WHAT YOU WILL DO
Pull out each line of the listing below that contains the string "lake". Case counts.

DATASET CONTENT
%%

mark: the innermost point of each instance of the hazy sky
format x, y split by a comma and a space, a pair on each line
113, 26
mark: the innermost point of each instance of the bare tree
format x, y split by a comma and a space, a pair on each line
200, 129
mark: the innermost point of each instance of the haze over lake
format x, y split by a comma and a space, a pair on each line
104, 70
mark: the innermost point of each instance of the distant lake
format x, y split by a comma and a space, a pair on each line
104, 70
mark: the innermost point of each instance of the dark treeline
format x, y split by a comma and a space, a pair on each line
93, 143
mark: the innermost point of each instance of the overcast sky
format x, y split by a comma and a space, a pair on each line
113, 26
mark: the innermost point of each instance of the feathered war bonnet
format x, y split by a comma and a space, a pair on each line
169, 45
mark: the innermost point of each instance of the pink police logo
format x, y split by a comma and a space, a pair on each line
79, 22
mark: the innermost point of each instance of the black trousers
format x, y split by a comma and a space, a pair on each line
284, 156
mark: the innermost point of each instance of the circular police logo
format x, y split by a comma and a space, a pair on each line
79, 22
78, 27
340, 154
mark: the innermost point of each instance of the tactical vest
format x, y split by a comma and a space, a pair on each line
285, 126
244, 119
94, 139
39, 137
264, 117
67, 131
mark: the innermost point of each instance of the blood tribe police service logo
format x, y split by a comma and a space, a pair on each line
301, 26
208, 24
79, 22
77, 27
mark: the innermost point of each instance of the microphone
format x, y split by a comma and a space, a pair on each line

%%
%%

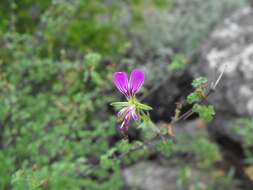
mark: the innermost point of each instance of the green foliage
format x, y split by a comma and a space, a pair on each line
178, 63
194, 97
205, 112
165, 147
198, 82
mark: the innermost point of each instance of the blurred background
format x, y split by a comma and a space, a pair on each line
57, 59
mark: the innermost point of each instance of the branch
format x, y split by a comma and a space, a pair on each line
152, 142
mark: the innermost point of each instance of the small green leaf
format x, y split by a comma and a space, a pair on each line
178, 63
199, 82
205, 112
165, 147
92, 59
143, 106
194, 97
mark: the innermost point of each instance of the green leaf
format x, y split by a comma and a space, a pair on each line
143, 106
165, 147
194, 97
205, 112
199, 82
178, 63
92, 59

%%

RESULT BELOW
mark: the innermost point of each instance of the haze over lake
mark: the innermost point of each instance of the distant lake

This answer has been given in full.